Next, behind the scenes, the demo program uses the k-means algorithm to place each data tuple into one of three clusters. There are many ways to encode a clustering. In this case, a clustering is defined by an array of int where the array index represents a tuple, and the associated array value represents the 0-based cluster ID. So, in Figure 1, tuple 0 (65.0, 220.0) is assigned to cluster 0, tuple 1 (73.0, 160.0) is assigned to cluster 1, tuple 2 (59.0, 110.0) is assigned to cluster 2, tuple 3 (61.0, 120.0) is assigned to cluster 2 and so on. Notice there are eight tuples assigned to cluster 0, five tuples assigned to cluster 1, and seven tuples assigned to cluster 2.

Next, the demo program displays the data, grouped by cluster. If you examine the clustered data you’ll see that cluster 0 might be called the heavy people cluster, cluster 1 might be called the tall people cluster, and cluster 2 might be called the short people cluster. The demo program concludes by analyzing the tuples assigned to cluster 0 and determines that by some criterion, tuple 5 (67.0, 240.0) is the most abnormal tuple.

THE RECORDS ▸
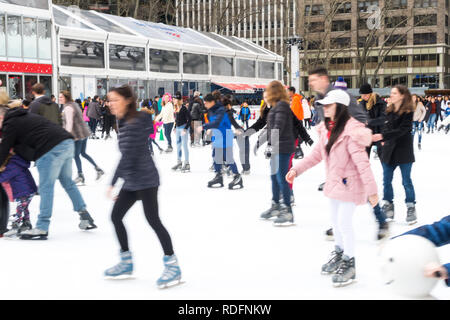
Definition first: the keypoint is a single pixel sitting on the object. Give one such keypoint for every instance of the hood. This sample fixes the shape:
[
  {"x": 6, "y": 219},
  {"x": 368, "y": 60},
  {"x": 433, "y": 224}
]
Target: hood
[{"x": 19, "y": 161}]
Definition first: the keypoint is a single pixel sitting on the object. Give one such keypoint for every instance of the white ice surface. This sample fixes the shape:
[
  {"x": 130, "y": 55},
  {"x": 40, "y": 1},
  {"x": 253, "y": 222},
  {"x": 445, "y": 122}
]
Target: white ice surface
[{"x": 224, "y": 250}]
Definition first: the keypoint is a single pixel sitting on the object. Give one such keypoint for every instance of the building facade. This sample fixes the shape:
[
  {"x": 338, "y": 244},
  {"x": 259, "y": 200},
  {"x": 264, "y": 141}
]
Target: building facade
[
  {"x": 415, "y": 31},
  {"x": 268, "y": 23}
]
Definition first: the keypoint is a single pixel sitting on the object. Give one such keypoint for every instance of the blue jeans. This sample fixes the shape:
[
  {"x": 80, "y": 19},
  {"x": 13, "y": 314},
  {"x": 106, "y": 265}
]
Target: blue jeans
[
  {"x": 182, "y": 139},
  {"x": 56, "y": 164},
  {"x": 80, "y": 149},
  {"x": 167, "y": 132},
  {"x": 224, "y": 156},
  {"x": 417, "y": 126},
  {"x": 279, "y": 166},
  {"x": 388, "y": 174},
  {"x": 431, "y": 121}
]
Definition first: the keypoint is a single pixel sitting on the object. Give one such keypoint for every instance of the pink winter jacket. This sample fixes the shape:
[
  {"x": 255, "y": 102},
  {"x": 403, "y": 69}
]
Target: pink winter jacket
[{"x": 347, "y": 160}]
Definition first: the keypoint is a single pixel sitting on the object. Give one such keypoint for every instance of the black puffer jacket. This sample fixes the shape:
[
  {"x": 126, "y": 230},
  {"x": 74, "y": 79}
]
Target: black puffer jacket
[
  {"x": 136, "y": 167},
  {"x": 280, "y": 118},
  {"x": 398, "y": 141}
]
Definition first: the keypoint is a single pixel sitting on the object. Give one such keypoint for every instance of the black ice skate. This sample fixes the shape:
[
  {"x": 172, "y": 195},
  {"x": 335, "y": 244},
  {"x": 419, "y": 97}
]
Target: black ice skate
[
  {"x": 237, "y": 181},
  {"x": 218, "y": 179}
]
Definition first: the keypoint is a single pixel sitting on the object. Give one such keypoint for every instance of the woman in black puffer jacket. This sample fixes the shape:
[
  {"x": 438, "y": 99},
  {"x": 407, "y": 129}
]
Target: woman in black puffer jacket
[
  {"x": 280, "y": 138},
  {"x": 141, "y": 181}
]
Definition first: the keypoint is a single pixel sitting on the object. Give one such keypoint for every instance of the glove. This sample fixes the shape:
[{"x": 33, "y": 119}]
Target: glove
[{"x": 255, "y": 148}]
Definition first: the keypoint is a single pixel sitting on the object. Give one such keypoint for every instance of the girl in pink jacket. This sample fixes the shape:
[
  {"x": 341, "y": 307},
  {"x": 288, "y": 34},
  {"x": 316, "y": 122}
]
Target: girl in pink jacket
[{"x": 349, "y": 178}]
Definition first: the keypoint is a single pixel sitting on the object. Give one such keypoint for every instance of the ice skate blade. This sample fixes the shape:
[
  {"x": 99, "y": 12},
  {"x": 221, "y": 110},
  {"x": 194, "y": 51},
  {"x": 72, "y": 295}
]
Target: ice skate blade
[
  {"x": 170, "y": 284},
  {"x": 120, "y": 277},
  {"x": 344, "y": 284}
]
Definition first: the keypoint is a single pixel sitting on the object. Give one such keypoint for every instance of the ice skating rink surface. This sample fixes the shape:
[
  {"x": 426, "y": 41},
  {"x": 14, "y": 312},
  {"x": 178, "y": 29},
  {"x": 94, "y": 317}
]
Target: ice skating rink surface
[{"x": 224, "y": 250}]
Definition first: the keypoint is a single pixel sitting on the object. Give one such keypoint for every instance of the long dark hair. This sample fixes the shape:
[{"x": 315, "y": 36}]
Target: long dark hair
[
  {"x": 128, "y": 94},
  {"x": 341, "y": 118}
]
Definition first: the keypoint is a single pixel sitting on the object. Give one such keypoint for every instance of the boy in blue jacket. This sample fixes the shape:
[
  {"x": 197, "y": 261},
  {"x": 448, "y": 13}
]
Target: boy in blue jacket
[
  {"x": 439, "y": 234},
  {"x": 23, "y": 187}
]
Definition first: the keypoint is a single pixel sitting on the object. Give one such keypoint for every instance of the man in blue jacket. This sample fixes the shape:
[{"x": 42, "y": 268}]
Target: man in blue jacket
[
  {"x": 439, "y": 234},
  {"x": 222, "y": 138}
]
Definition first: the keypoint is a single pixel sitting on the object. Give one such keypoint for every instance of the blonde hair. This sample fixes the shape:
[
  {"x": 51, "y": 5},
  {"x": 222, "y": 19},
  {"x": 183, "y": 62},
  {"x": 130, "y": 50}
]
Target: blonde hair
[{"x": 276, "y": 92}]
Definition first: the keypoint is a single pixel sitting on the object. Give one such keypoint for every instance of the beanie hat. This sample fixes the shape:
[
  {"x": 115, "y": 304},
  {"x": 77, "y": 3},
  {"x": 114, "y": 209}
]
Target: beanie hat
[
  {"x": 340, "y": 84},
  {"x": 365, "y": 89}
]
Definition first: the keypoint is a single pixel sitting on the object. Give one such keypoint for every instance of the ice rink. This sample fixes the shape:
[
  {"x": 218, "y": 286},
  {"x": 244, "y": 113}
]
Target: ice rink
[{"x": 224, "y": 250}]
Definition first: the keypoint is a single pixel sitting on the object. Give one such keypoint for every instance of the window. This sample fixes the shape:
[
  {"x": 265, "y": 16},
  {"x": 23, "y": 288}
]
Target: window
[
  {"x": 45, "y": 39},
  {"x": 344, "y": 8},
  {"x": 2, "y": 37},
  {"x": 316, "y": 27},
  {"x": 77, "y": 53},
  {"x": 126, "y": 58},
  {"x": 364, "y": 5},
  {"x": 164, "y": 61},
  {"x": 390, "y": 81},
  {"x": 195, "y": 63},
  {"x": 425, "y": 3},
  {"x": 398, "y": 4},
  {"x": 222, "y": 66},
  {"x": 425, "y": 38},
  {"x": 246, "y": 68},
  {"x": 395, "y": 39},
  {"x": 426, "y": 80},
  {"x": 395, "y": 22},
  {"x": 341, "y": 25},
  {"x": 395, "y": 61},
  {"x": 266, "y": 70},
  {"x": 342, "y": 42},
  {"x": 425, "y": 60},
  {"x": 14, "y": 37},
  {"x": 425, "y": 20}
]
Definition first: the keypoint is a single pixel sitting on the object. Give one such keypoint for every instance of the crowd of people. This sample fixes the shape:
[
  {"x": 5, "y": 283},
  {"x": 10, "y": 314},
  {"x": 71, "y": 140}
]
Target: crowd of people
[{"x": 53, "y": 135}]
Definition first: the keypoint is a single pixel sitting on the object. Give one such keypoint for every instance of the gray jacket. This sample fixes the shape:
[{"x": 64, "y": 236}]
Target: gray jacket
[
  {"x": 356, "y": 110},
  {"x": 73, "y": 121}
]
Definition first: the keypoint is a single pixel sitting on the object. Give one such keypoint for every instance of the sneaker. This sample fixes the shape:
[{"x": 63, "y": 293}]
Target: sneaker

WRITTEN TASKS ▸
1 - Can you reproduce the k-means clustering passage word for word, starting at "Next, behind the" and ending at "to cluster 2."?
2 - Which lines in the rows contain the string "facade"? Report each of them in full.
The k-means clustering passage and the rows were taken from separate sources.

PER-TASK ANSWERS ▸
1 -
Next, behind the scenes, the demo program uses the k-means algorithm to place each data tuple into one of three clusters. There are many ways to encode a clustering. In this case, a clustering is defined by an array of int where the array index represents a tuple, and the associated array value represents the 0-based cluster ID. So, in Figure 1, tuple 0 (65.0, 220.0) is assigned to cluster 0, tuple 1 (73.0, 160.0) is assigned to cluster 1, tuple 2 (59.0, 110.0) is assigned to cluster 2, tuple 3 (61.0, 120.0) is assigned to cluster 2 and so on. Notice there are eight tuples assigned to cluster 0, five tuples assigned to cluster 1, and seven tuples assigned to cluster 2.

2 -
Definition first: the keypoint is a single pixel sitting on the object. Give one such keypoint for every instance of the building facade. This sample fixes the shape:
Target: building facade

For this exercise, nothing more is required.